§ **Tarea planteada**
¿Podrías continuar, a partir de su última oración, el texto de abajo sobre Los vagabundos de la cosecha y los temporeros del Dust Bowl?

§ **Fragmento**
A mediados de la década de los 30 unos cuatrocientos mil pequeños granjeros procedentes del Medio Oeste se vieron obligadas a emigrar a California impelidos por los desmanes de la Dust Bowl, una sucesión de tormentas de polvo que asolaron varios Estados del interior del país. La sequía consecuente dejó yerma e impracticables las tierras de cultivo y obligaron a que estos okies tuvieran que vender sus propiedades y abandonar sus lugares de procedencia para buscarse el pan haciendo de temporeros en las distintas cosechas de las más prosperas tierras del Pacifico, en unas condiciones que rallaban la esclavitud. Pasaron de ser dueños de sus propias cosechas, a emplearse en la de los demás. De ser oriundos de una región a nómadas forzosos. De ser autosuficientes a necesitar de las ayuda estatales. De dirigir sus vidas a no tener derecho alguno.
En esas circunstancias nace Los vagabundos de la cosecha, una compilación de reportajes periodísticos (que en la presente edición cuenta con un magnifico prólogo de Eduardo Jordá, ilustrativo y contextualizador) que a partir de una exposición sencilla y desgarradora narra las indignas condiciones de vida de estos braceros.

§ **Datos mostrados**
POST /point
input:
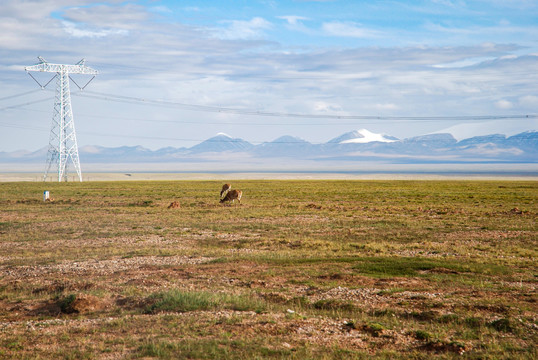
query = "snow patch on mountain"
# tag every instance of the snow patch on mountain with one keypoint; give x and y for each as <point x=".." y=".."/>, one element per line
<point x="364" y="136"/>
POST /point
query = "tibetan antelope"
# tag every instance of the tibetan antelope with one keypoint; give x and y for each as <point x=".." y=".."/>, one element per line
<point x="232" y="195"/>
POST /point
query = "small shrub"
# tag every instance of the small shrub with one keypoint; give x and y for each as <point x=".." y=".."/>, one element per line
<point x="422" y="335"/>
<point x="504" y="325"/>
<point x="66" y="304"/>
<point x="375" y="329"/>
<point x="474" y="322"/>
<point x="332" y="304"/>
<point x="448" y="319"/>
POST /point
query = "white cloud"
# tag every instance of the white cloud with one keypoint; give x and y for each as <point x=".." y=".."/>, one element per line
<point x="345" y="29"/>
<point x="293" y="19"/>
<point x="504" y="104"/>
<point x="386" y="107"/>
<point x="322" y="106"/>
<point x="75" y="31"/>
<point x="243" y="30"/>
<point x="529" y="100"/>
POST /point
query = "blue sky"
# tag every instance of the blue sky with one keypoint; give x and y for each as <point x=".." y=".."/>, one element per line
<point x="166" y="67"/>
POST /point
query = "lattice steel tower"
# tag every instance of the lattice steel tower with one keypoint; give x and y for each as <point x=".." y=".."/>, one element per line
<point x="63" y="140"/>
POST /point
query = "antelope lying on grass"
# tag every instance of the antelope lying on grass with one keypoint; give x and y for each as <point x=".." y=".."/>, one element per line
<point x="224" y="191"/>
<point x="232" y="195"/>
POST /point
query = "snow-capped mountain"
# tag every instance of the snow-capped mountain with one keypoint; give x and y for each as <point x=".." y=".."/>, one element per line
<point x="360" y="145"/>
<point x="221" y="142"/>
<point x="361" y="136"/>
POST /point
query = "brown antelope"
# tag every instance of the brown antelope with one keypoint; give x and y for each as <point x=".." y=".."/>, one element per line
<point x="224" y="191"/>
<point x="232" y="195"/>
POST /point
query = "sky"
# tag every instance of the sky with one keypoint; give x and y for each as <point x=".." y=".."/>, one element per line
<point x="174" y="73"/>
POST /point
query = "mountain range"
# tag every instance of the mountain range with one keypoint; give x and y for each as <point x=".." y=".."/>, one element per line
<point x="360" y="145"/>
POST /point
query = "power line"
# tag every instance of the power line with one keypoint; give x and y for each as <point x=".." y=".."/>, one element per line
<point x="18" y="95"/>
<point x="218" y="109"/>
<point x="26" y="104"/>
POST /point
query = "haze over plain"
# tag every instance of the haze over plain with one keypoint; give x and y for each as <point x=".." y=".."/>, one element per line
<point x="180" y="66"/>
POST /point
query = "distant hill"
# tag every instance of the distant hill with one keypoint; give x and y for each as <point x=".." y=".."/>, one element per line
<point x="355" y="145"/>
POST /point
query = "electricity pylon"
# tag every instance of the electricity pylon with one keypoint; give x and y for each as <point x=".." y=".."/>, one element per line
<point x="63" y="140"/>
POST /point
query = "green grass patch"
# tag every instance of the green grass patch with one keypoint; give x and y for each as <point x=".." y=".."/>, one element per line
<point x="183" y="301"/>
<point x="413" y="266"/>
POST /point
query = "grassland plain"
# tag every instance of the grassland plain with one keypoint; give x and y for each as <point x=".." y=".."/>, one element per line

§ **Respuesta del ejercicio**
Con este libro seminal (Las Uvas de la ira no es nada más, y nada menos, que una edición ampliada y novelada de Los vagabundos…) Steinbeck abrió los ojos de una América que aun se encontraba en estado de shock preguntándose que demonios había sucedido para haber llegado a ese extremo. Y lo consiguió por varios motivos: porque la coyuntura lo permitía (la depresión llegó a todas las capas de la sociedad, excepto a aquellos que vieron que el negocio estaba en lucrarse de las miserias de los hundidos), porque en este caso los braceros eran mas cercanos que los japoneses, filipinos o mexicanos que previamente habían desempeñado ese trabajo (otro sector de la población al que el autor tampoco dio la espalda, como queda reflejado en Tortilla Flat), pero sobre todo porque Steinbeck está dotado de una escritura maravillosa, conmovedora a la par que hiriente, con un lenguaje que hace de la sencillez su principal virtud (sin artificios ni veleidades, sin tecnicismos ni una sucesión de datos inertes) capaz de capturar esa atmósfera descorazonadora a base de descripciones meticulosas y clarividentes, ejemplos simples y efectivos y unos retratos de personajes con los que te solidarizas, no por sus cualidades humanas, si no por el trato difamatorio e indigno al que se ven sometidos. Pocas veces con tan poco se ha podido expresar tanto. Pocas veces en un texto se tiene la sensación que no sobra ni una coma y, a la vez, que no se echa en falta ni un espacio.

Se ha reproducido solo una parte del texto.